* [Exercise requirements] Could you reproduce the rows below, from the line holding "the cab roof" through the end of the rows, inclusive, and nothing else? Keep every request and its sample values unchanged, and multiply each answer coordinate by 1.45, rounding to whole numbers with halves going up.

## begin Given entries

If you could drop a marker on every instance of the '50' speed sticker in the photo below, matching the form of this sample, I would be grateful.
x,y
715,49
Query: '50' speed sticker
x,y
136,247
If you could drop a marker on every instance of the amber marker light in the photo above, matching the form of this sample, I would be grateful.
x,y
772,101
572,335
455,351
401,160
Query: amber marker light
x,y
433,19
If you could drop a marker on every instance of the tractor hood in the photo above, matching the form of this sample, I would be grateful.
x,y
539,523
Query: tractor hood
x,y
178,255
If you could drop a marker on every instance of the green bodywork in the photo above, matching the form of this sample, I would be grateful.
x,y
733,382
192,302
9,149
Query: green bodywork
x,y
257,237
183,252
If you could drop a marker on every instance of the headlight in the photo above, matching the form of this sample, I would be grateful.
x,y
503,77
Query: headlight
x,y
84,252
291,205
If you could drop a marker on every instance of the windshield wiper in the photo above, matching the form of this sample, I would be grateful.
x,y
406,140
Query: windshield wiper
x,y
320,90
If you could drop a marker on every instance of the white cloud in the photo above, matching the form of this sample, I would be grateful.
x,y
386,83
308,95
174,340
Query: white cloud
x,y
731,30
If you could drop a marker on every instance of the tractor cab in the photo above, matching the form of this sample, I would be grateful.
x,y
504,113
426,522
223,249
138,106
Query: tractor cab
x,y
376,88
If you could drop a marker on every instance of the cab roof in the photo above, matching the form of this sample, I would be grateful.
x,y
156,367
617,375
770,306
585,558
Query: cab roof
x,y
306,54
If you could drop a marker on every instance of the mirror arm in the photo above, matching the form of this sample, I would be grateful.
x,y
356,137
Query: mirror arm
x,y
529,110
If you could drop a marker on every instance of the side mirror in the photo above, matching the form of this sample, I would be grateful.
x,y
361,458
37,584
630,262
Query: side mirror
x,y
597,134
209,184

## end Given entries

* [Exercise output]
If you could drop a marker on every instance of the cab roof in the photo above, matching the form of this sample, I would be grateful.
x,y
156,367
617,375
770,306
585,558
Query: cab roof
x,y
444,78
If you could drop a marker on every instance of the mirror arm in the photo above, matching the form of this sample, I would be grateful.
x,y
356,137
Query: mirror arm
x,y
767,160
If you could drop a marker on every instance of the side mirror in the photo above, matching the form of this sample, I would be grateful.
x,y
361,458
37,584
630,262
Query: side mirror
x,y
866,194
303,267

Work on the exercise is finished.